Exercise goal ->
Copy out the records precisely, omitting pictures.

━━━━━━━━━━━━━━━━━━━━

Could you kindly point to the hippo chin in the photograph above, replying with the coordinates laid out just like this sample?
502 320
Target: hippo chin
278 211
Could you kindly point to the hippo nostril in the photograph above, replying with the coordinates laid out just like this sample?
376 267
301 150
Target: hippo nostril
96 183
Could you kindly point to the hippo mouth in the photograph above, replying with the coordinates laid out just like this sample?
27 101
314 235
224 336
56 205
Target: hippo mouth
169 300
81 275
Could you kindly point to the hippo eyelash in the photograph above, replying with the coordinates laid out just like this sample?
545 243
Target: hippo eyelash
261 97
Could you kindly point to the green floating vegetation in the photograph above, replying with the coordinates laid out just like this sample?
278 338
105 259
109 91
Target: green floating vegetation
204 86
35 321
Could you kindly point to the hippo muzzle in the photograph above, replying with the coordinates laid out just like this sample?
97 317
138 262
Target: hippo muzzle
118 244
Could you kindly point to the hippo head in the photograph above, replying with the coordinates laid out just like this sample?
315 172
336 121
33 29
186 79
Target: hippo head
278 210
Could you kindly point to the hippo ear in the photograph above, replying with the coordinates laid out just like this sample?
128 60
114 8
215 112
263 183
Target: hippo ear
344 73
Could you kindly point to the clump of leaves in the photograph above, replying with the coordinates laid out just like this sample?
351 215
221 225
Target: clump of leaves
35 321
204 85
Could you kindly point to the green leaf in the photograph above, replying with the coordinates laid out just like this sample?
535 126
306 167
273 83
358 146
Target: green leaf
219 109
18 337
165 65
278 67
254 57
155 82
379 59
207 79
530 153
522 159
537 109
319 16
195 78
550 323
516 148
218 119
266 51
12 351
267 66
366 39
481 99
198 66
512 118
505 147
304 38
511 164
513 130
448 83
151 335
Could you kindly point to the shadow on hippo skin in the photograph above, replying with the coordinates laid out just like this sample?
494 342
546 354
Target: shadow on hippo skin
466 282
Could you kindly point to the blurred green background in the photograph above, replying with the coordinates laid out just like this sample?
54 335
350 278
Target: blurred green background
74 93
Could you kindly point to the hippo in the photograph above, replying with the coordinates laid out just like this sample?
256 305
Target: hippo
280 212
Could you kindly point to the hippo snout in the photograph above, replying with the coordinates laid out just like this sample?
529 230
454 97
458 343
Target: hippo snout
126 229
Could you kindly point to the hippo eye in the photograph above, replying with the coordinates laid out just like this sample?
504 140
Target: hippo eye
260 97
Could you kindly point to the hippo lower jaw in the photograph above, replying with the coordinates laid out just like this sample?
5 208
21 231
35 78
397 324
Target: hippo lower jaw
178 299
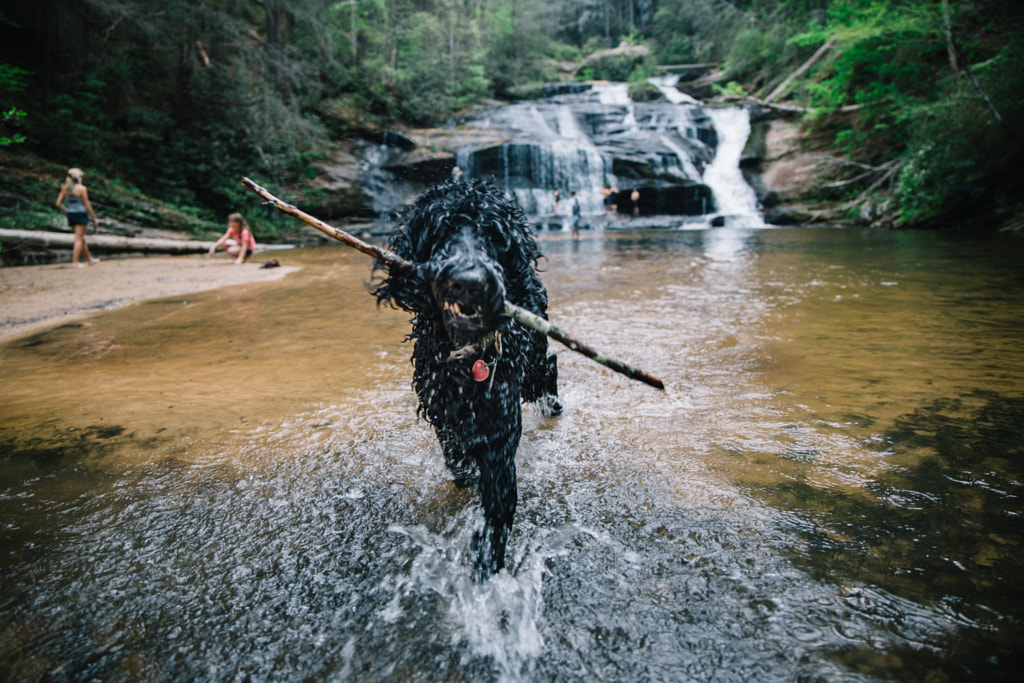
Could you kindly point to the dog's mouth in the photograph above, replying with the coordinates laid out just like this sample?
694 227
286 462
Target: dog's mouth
466 322
471 305
463 314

━━━━━━━━━━━━━━━━━━━━

Result of the task ->
Could you kindly point to the hippo chin in the photograph above, replying with the coordinates laid out just like this sample?
502 320
Target: hippo chin
278 211
Could you kindly point to the hippo nostril in the photograph above, replying with the coordinates laid out just like this sample?
376 267
301 150
Target: hippo nostril
96 183
Could you kindly point to the hippo mouth in the photograph above, replying with the coordinates laid out just like this sample?
27 101
314 235
224 336
56 205
Target: hippo mouth
169 300
81 275
Could you kindly point to the hippo eyelash in the photograph above, replying with the coordinates laid out just like this sample?
545 243
Target: hippo eyelash
261 97
Could you kindly point to the green floating vegetation in the photograph above, replying with the coordinates laid out just like this sample?
278 338
105 259
109 91
Target: green floating vegetation
204 86
35 321
Could you kindly point to the hippo muzzle in the photograph above, replying with the coordinates laid out just like this sample?
97 317
138 262
Target: hippo muzzle
118 244
Could you kindly point to the hippo head in the photograph above, replying with the coordinates laid out just like this sample?
315 172
336 121
33 29
186 79
Target: hippo head
278 210
Could you kindly point to the hippo ear in the photograph above, replying with the coordinates laid out just like this sample?
128 60
114 8
215 112
263 183
Target: hippo ear
344 73
Could you kindly point to the clump of leaves in the photograph above, replying with the coordinates laid out just like this sample?
351 215
221 225
Target: clump of leaves
35 321
204 85
Could you kindly point to the green leaf in the photograph above, replying with the coordinates laid out just like this sample?
535 126
306 167
273 83
358 146
Target: green leaf
219 109
18 337
165 65
278 67
254 57
155 82
379 59
207 79
530 153
522 159
537 109
319 16
195 78
550 323
516 148
218 119
266 51
12 351
267 66
366 39
481 99
198 66
512 118
505 147
304 38
511 164
513 130
448 83
151 335
Could you kindly point to the shadow on hippo skin in the photograph above, replying with the coordinates laid out just like this sample?
494 342
546 354
Target: shadow on hippo skin
466 282
Could you kindly point to the blurred green background in the photograph above, replying with the coordinates laid out just like this sample?
54 335
350 278
Target: blurred green background
74 93
Could you kindly point to the hippo in the photograph above, replying with the coordinates laid out just like this sample?
256 305
Target: hippo
280 212
Could you kindly point to the hippo snout in the photograph above, replying with the coordinates laid out just like this sample?
529 230
454 97
458 343
Target: hippo snout
126 229
Could you kindly point to the hippo eye in the photograph above, replying with the coordinates laid out just like this sample?
504 140
Target: hippo eye
260 97
Could you kindly point to the hippo lower jaw in the photograph above, replying with the coordinates laid out just like this sample?
5 208
21 231
35 78
397 324
Target: hippo lower jaw
178 299
Could you kindly point to the dog's mouth in the photograph above, replying with the coordinates laid out just like this sample?
694 227
286 462
Target: dog's mouth
466 322
471 305
463 314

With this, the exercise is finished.